→ DATA SUPPLIED:
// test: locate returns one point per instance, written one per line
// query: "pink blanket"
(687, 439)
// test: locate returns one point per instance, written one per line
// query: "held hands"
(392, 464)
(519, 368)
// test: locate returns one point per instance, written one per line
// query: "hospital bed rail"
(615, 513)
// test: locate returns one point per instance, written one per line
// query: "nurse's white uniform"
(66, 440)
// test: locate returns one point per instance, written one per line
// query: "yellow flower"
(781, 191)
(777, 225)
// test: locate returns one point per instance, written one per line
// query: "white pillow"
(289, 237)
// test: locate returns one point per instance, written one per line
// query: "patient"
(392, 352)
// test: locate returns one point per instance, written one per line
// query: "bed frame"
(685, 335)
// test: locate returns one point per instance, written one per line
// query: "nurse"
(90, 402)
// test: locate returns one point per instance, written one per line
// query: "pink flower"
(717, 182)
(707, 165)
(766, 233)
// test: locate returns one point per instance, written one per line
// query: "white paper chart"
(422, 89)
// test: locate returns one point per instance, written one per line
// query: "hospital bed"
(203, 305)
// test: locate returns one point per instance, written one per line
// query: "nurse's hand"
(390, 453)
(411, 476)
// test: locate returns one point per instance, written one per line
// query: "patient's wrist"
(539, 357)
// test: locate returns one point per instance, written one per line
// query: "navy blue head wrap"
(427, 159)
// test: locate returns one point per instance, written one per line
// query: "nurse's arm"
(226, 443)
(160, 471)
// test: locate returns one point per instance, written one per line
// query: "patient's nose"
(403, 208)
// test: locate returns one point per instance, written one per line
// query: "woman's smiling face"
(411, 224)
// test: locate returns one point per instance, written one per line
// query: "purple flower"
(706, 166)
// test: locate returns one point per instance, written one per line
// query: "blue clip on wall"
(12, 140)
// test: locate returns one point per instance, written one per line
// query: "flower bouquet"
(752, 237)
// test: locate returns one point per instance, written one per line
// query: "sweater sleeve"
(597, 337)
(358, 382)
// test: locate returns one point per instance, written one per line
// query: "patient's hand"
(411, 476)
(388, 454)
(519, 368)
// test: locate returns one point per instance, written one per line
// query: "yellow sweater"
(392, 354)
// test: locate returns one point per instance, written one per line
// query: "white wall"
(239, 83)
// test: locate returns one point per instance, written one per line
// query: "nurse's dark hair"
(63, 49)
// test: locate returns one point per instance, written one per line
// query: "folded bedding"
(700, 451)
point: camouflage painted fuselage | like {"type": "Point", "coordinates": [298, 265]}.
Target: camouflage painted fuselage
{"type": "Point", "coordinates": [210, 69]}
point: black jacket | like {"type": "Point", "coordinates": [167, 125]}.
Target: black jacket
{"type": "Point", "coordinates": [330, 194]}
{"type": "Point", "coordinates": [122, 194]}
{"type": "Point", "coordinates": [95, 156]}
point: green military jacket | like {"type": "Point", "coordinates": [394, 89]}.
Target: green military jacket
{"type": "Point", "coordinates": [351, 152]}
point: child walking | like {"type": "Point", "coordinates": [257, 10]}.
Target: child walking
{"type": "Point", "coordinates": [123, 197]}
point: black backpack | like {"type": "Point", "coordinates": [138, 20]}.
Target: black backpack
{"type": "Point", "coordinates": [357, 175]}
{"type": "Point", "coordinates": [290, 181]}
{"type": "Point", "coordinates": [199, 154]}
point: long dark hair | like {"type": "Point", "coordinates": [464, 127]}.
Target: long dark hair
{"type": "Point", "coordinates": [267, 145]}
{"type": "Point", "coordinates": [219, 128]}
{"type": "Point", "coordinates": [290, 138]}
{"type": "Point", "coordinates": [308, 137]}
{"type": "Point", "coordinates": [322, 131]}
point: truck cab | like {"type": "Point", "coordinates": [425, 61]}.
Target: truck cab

→ WHAT IS BEING ASKED: Go through the material and copy each line that contains "truck".

→ RESULT OF THE EXERCISE:
point: truck cab | like {"type": "Point", "coordinates": [425, 61]}.
Target: truck cab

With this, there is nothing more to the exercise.